* **Exercise**
Each entry below is to be duplicated verbatim.
********************
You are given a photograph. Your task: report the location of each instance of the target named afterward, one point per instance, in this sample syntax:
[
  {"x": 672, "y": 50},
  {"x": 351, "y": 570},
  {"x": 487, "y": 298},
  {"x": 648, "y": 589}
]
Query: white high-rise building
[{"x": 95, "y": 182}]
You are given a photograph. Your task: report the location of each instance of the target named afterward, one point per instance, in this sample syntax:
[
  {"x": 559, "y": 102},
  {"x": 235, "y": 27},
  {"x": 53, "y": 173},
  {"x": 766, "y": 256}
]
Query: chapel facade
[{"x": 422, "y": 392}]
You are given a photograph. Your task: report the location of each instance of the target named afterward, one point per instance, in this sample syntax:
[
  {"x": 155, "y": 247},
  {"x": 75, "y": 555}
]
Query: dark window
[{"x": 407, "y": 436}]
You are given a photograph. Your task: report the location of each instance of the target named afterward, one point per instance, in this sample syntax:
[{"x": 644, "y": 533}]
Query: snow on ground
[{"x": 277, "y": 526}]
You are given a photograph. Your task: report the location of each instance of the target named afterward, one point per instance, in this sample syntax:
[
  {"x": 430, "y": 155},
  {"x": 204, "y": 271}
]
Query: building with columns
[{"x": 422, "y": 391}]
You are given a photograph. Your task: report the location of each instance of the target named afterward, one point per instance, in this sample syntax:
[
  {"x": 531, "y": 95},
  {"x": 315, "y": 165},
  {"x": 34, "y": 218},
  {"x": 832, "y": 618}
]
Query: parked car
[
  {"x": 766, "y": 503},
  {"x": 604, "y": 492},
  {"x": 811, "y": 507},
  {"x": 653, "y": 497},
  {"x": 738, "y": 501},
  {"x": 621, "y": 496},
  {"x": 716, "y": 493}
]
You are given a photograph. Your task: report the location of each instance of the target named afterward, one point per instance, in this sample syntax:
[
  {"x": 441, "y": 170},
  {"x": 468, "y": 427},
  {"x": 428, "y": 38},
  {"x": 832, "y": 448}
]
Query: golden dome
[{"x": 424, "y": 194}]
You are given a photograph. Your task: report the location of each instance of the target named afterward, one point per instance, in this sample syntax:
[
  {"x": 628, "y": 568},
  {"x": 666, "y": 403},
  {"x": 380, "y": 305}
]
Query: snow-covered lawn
********************
* **Correct response**
You are given a photograph. Your task: report the location of each instance of the target named afterward, one point per instance, in this sample syntax:
[
  {"x": 672, "y": 50},
  {"x": 351, "y": 570},
  {"x": 487, "y": 298},
  {"x": 648, "y": 589}
]
Query: white high-rise building
[{"x": 95, "y": 182}]
You are given a photograph. Your task: report the location of each instance of the target named afterward, one point per instance, in this sample syntax:
[
  {"x": 559, "y": 102},
  {"x": 235, "y": 27},
  {"x": 53, "y": 173},
  {"x": 766, "y": 256}
]
Query: chapel facade
[{"x": 422, "y": 392}]
You are given a photograph. Your task: report the location of each instance of the target named afterward, one point per instance, in this sample syntax:
[
  {"x": 155, "y": 247},
  {"x": 75, "y": 555}
]
Query: dark window
[{"x": 407, "y": 436}]
You are given a photograph. Your task: report the location of each instance of the target named afterward, one point per instance, in this sample syntax:
[{"x": 644, "y": 533}]
Query: snow on ground
[{"x": 277, "y": 526}]
You are given a photograph. Your task: report the location of each instance of the target named afterward, one point per instance, in this sample syntax:
[
  {"x": 430, "y": 155},
  {"x": 204, "y": 271}
]
Query: building with columns
[{"x": 422, "y": 391}]
You are given a photograph. Your task: report the location of each instance of the target named afterward, one point per instance, in this sample syntax:
[
  {"x": 531, "y": 95},
  {"x": 315, "y": 165},
  {"x": 34, "y": 218},
  {"x": 832, "y": 618}
]
Query: parked car
[
  {"x": 766, "y": 503},
  {"x": 604, "y": 492},
  {"x": 811, "y": 507},
  {"x": 653, "y": 497},
  {"x": 738, "y": 501},
  {"x": 621, "y": 496},
  {"x": 716, "y": 493}
]
You are given a photograph. Your task: report the location of each instance of the target named afterward, one point per instance, in this sample syntax:
[
  {"x": 441, "y": 170},
  {"x": 468, "y": 427},
  {"x": 428, "y": 38},
  {"x": 832, "y": 448}
]
Query: golden dome
[{"x": 424, "y": 194}]
You are given a photograph. Your task: report the location of each instance of the target named afterward, one point per instance, in this sample syntax:
[
  {"x": 628, "y": 568},
  {"x": 666, "y": 403},
  {"x": 380, "y": 305}
]
Query: snow-covered lawn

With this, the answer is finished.